___ Entries

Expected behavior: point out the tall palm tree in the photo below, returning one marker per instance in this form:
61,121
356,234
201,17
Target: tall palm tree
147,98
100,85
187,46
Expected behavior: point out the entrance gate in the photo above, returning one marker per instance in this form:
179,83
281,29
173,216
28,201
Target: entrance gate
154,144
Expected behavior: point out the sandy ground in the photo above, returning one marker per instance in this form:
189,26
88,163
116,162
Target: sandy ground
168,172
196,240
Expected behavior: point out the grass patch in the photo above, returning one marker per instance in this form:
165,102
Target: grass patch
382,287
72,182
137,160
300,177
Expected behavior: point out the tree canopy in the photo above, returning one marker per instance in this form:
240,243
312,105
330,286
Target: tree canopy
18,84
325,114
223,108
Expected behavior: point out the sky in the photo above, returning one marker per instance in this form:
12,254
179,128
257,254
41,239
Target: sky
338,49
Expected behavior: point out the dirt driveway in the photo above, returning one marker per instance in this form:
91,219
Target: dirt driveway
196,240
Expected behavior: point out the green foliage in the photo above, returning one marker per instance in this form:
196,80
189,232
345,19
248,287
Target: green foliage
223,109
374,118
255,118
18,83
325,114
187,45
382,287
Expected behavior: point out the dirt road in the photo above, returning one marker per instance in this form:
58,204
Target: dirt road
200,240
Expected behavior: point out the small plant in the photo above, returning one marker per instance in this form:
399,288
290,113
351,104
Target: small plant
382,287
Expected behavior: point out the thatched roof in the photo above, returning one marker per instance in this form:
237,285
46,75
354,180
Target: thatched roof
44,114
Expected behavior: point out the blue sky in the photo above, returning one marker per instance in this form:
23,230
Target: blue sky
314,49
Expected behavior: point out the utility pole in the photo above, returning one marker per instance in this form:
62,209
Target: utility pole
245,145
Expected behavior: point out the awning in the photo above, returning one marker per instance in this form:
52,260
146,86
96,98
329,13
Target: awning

______

◆ **What the exercise asks**: Output every record above exactly as it appears.

◆ **The completed task**:
Expected behavior: point out the tall palm tree in the photo below, returning one marker per instance in this form:
61,121
356,234
201,17
Target: tall palm tree
147,98
100,85
187,46
Expected behavior: point out the entrance gate in the photo above, returning one marker per instance in this form:
179,83
281,29
173,216
28,201
Target: entrance gate
154,144
Expected behavior: point out the sandy ground in the photo above, returning one marker per instance in this form:
189,26
88,163
116,162
Target: sandy ground
168,172
196,240
Expected behavior: point out the grass patch in the photo above, returning one marker per instance in this form:
165,102
Target: grass patch
382,287
72,182
137,160
300,177
Expected behavior: point out the tree canopy in the photo above, returning one marker per instance in this form:
240,243
312,105
330,286
Target: tree canopy
18,84
325,114
223,108
Expected behavior: point out the sky in the photo above, returning one marker per instance in this form:
12,254
179,128
257,254
41,239
Target: sky
338,49
Expected behavior: point out the dirt driveway in the photo above, returning one marker per instance in this form:
91,219
Target: dirt driveway
196,240
Expected behavior: point out the green foliage in the photo above, returning one marker per instance in this form:
196,80
189,232
345,19
248,287
Target: green foliage
223,109
374,118
255,118
18,83
325,114
187,45
382,287
Expected behavior: point out the dirt road in the photo above, returning one marker per instance in this form:
58,204
Target: dirt road
200,240
Expected behavior: point out the small plant in the photo above, returning one marker per instance in this form:
399,288
290,113
351,104
Target: small plant
382,287
Expected behavior: point out the thatched roof in the photo above, returning one marker per instance in this form:
237,285
46,75
354,180
Target: thatched roof
44,114
Expected behavior: point out the blue sky in the photo above, returning one marker per instance in this form:
23,230
Target: blue sky
314,49
Expected behavior: point out the utility pole in the photo above, returning one marker per instance in this form:
62,209
Target: utility pole
245,145
Expected behavior: point out the awning in the photo above, returning one marker per instance in this form:
52,260
146,86
96,98
329,13
Target: awning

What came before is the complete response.